TEXT SEGMENT:
In [1]:
# Heroes Of Pymoli Data Analysis
# 183 unique optional items were purchased by our group of players 780 times in total. With an average price of $3.05 per item, $2379.77 has successfully been generated as our revenue. 
# Majority of our paying users are males. 652 out of 780 of purchases were made by this group.
# Our peak age demographic falls between 20-24 (63.37%) with secondary groups falling between 15-19 (23.61%) and 25-29 (17.53%).
# Our most popular and profitable item is Despair, Favor of Due Diligence, which has been purchased for 12 times. With its $4.6/ item price tag, we’ve a revenue of $50.76 from this top seller.


In [2]:
# Dependencies and Setup
import pandas as pd
import numpy as np

# Raw data file
file_to_load = "Resources/purchase_data.csv"

# Read purchasing file and store into pandas data frame
purchase_data_pd = pd.read_csv(file_to_load)
purchase_data_pd.head(5)

Unnamed: 0,Purchase ID,SN,Age,Gender,Item ID,Item Name,Price
0,0,Lisim78,20,Male,108,"Extraction, Quickblade Of Trembling Hands",3.53
1,1,Lisovynya38,40,Male,143,Frenzied Scimitar,1.56
2,2,Ithergue48,24,Male,92,Final Critic,4.88
3,3,Chamassasya86,24,Male,100,Blindscythe,3.27
4,4,Iskosia90,23,Male,131,Fury,1.44


In [3]:
# Display the total number of players
purchase_data_pd.columns

Index(['Purchase ID', 'SN', 'Age', 'Gender', 'Item ID', 'Item Name', 'Price'], dtype='object')

In [4]:
# Display the total number of players
total_players = [{"Total Players": len(purchase_data_pd ["SN"].unique())}]
total_players_df = pd.DataFrame(total_players)
total_players_df

Unnamed: 0,Total Players
0,576


In [5]:
# Double-check on data types 
purchase_data_pd.dtypes

Purchase ID      int64
SN              object
Age              int64
Gender          object
Item ID          int64
Item Name       object
Price          float64
dtype: object

In [6]:
# Purchasing Analysis (Total)
# Run basic calculations to obtain number of unique items, average price, etc.
unique_item = len(purchase_data_pd["Item ID"].unique())
average_price = round(purchase_data_pd["Price"].mean(), 2)

TASK SET:
a) Turn the notebook paragraph that starts "183 unique optional items" into a short bulleted list that keeps its main figures.
b) Decide whether each statement agrees with the notebook, answering yes or no and quoting the words that settle it: (i) Most purchases were made by male players. (ii) The raw data is loaded from a file named purchase_data.xlsx. (iii) The most popular item carries a price of $4.6 per item.
c) Reproduce the stretch of the notebook from "# Our peak age" through "this top seller.".
The data isn't needed for any of this.

SUPPLIED ENTRIES:
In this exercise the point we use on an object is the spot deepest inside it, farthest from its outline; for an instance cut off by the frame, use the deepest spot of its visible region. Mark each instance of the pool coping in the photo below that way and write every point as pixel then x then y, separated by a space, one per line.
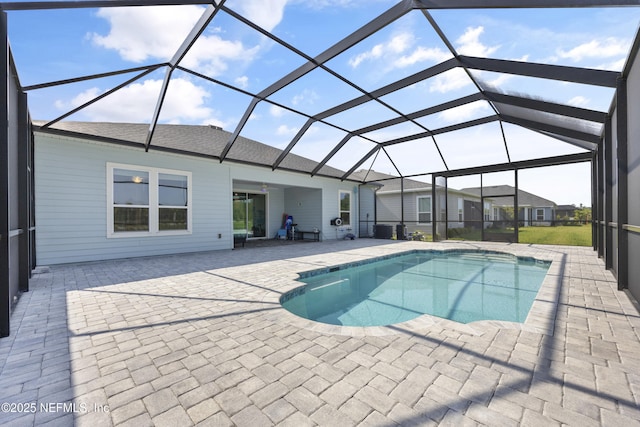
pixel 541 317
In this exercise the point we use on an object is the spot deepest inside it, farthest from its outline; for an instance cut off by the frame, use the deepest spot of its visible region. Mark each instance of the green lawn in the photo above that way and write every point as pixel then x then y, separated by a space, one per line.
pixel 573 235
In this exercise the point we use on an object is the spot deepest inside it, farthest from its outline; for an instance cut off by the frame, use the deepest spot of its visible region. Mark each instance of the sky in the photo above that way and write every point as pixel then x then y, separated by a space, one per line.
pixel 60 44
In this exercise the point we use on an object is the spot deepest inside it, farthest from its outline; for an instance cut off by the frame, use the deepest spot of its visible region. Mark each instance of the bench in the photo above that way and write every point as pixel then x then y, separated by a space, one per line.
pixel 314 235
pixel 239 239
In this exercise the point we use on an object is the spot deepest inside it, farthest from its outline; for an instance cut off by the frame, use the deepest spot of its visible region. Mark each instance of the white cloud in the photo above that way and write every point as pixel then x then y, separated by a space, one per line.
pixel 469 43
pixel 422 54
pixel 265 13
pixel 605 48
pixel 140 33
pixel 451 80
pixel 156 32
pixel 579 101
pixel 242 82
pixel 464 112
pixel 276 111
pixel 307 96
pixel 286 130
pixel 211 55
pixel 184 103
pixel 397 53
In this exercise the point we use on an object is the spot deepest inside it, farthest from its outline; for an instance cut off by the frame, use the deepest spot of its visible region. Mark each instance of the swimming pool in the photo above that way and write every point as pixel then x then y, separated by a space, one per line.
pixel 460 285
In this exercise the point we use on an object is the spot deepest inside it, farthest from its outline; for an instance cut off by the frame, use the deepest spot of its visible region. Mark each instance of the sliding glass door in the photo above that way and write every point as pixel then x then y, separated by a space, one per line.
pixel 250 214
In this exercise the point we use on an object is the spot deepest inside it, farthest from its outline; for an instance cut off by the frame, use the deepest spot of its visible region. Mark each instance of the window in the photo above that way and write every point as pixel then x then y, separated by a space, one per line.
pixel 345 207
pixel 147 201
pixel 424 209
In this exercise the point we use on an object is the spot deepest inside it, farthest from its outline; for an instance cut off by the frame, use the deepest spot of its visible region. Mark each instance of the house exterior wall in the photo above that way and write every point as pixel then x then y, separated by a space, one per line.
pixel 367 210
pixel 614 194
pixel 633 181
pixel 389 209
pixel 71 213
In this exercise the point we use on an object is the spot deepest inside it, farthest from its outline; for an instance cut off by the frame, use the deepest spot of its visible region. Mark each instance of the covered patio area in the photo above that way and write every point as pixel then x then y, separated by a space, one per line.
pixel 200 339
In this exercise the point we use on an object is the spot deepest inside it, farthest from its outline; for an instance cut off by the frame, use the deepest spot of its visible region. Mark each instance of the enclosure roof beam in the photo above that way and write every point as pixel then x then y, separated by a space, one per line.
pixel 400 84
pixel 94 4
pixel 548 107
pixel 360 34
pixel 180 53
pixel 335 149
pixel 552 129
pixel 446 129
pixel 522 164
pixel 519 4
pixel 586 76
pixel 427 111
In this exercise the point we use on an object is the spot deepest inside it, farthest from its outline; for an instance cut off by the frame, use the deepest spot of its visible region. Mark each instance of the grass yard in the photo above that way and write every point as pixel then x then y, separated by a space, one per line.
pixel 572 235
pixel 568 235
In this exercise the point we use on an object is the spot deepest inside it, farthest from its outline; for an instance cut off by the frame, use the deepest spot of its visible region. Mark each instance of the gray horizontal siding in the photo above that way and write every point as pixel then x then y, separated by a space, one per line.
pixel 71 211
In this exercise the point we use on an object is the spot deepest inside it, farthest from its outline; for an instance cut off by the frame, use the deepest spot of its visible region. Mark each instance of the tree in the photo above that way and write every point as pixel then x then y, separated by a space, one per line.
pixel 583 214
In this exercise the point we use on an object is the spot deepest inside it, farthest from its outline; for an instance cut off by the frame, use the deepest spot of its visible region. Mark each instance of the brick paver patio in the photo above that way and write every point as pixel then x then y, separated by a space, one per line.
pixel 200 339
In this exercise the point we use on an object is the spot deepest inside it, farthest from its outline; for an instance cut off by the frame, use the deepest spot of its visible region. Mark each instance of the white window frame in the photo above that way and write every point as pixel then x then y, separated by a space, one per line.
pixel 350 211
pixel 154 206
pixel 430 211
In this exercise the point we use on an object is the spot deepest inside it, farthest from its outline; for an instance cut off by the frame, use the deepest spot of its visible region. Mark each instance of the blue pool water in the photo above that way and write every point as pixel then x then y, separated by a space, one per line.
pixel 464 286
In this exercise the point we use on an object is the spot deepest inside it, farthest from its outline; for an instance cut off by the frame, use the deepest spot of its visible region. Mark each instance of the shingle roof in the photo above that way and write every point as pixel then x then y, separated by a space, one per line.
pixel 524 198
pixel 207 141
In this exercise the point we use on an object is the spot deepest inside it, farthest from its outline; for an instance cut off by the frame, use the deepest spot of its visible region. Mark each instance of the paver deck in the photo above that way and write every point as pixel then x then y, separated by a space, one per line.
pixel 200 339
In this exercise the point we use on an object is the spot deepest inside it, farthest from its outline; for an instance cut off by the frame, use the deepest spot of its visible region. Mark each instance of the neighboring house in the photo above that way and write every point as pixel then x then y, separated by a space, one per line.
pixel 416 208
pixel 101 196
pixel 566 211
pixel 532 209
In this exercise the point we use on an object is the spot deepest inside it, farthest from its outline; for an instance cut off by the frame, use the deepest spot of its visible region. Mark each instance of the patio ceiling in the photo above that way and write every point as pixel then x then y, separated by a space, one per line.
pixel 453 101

RESULTS FOR EACH TASK:
a)
- 183 unique optional items
- 780 purchases in total
- Average price: $3.05 per item
- Revenue: $2379.77

b)
(i) Yes: "652 out of 780 of purchases were made by this group."
(ii) No: "Resources/purchase_data.csv"
(iii) Yes: "With its $4.6/ item price tag"

c)
# Our peak age demographic falls between 20-24 (63.37%) with secondary groups falling between 15-19 (23.61%) and 25-29 (17.53%).
# Our most popular and profitable item is Despair, Favor of Due Diligence, which has been purchased for 12 times. With its $4.6/ item price tag, we’ve a revenue of $50.76 from this top seller.